Danny Sullivan l’avait annoncé sur X : les nouvelles mesures anti-spam contre l’abus de réputation ont débuté le 5 mai dernier.
L’objectif annoncé ?
Sanctionner “les sites qui publient des pages tierces avec peu ou pas de surveillance ou d’implication de la part de la première partie, [dans] le but de manipuler les classements de recherche en tirant parti des signaux de classement du site propriétaire« , précise Google.
En première lecture, cette définition laisse penser à des sites résolument trompeurs et grossiers dans leur approche.
Il n’en faut pourtant pas moins pour effrayer des sites à forte autorité.
Actuellement en déploiement aux USA, cette nouvelle mise à jour de Google a provoqué un tollé, notamment dans le secteur de la presse…
Désindexation massives, suppression de répertoires à la hâte et actions manuelles…
On vous dit tout de la saga de l’update sur la reputation abuse.
L’abus de réputation, nouvelle cible de la lutte anti-spam de Google
La lutte anti-spam, enjeu vital pour Google
Au cours des dernières années, Google a considérablement renforcé sa politique anti-spam.
Si les célèbres updates Panda et Pingouin ont marqué les années 2010, le moteur intègre désormais des mises à jour en quasi continu.

*Extraits des entrées*:
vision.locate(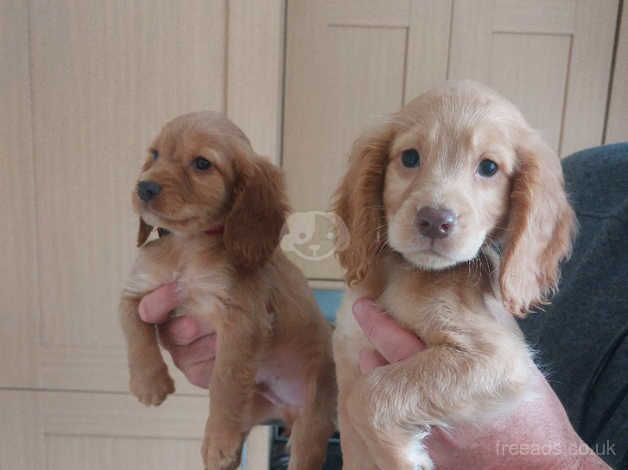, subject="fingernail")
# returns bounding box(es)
[168,281,183,302]
[353,298,373,320]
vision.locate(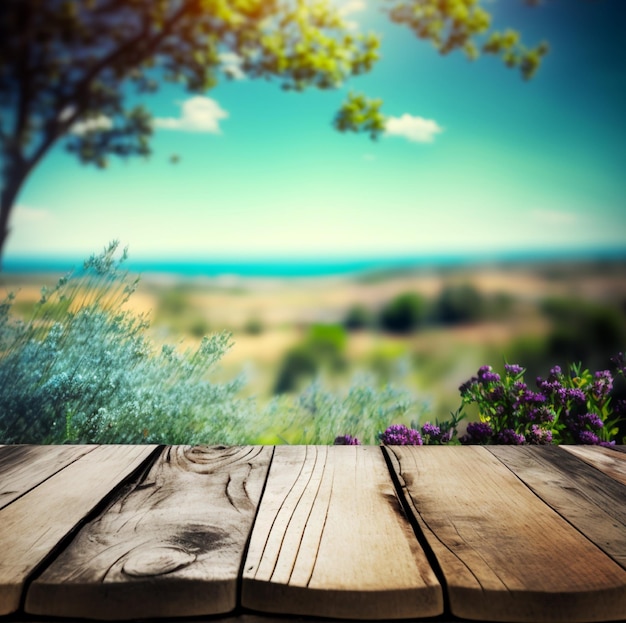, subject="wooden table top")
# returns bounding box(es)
[0,446,626,623]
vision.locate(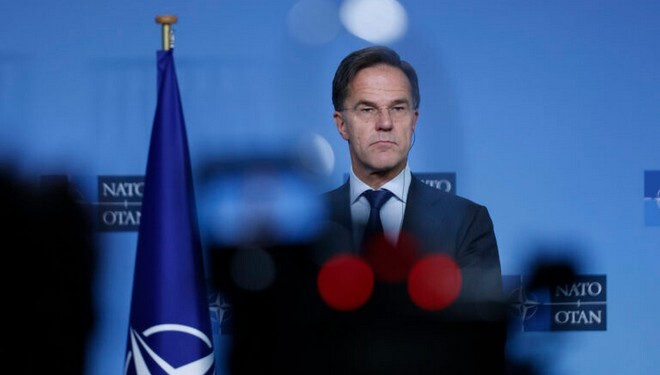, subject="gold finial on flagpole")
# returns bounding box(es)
[156,15,177,51]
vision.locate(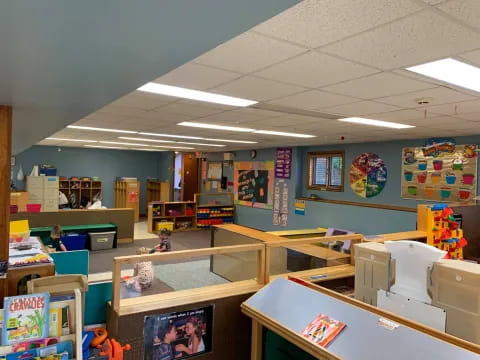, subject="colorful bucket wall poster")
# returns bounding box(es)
[275,148,292,179]
[349,153,387,198]
[272,179,288,227]
[401,139,477,202]
[233,161,274,209]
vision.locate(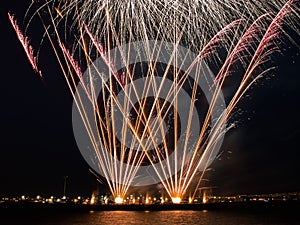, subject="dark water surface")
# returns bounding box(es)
[0,210,300,225]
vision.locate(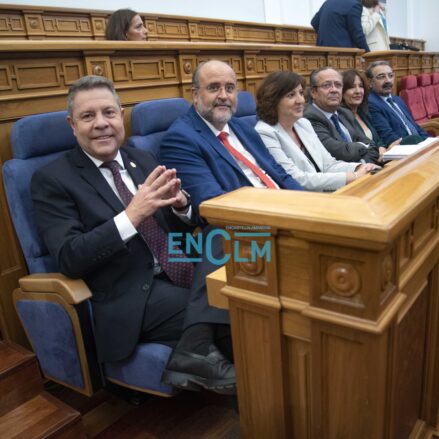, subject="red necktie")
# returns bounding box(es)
[218,131,278,189]
[101,160,194,288]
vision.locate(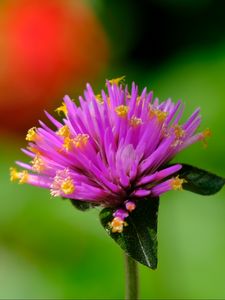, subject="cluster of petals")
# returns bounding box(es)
[11,80,209,232]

*Consignes de l’exercice*: Pour chacune des affirmations suivantes, indiquez par oui ou par non si elle est conforme au texte sur la mise à jour anti-spam de Google, en citant les mots du texte qui le justifient. (a) Les nouvelles mesures anti-spam contre l’abus de réputation ont débuté le 5 mai. (b) La nouvelle mise à jour est actuellement en déploiement en Europe. (c) Les updates Panda et Pingouin ont marqué les années 2000.

*Réponse correcte*:
(a) Oui : « les nouvelles mesures anti-spam contre l’abus de réputation ont débuté le 5 mai dernier ».
(b) Non : « Actuellement en déploiement aux USA ».
(c) Non : « les célèbres updates Panda et Pingouin ont marqué les années 2010 ».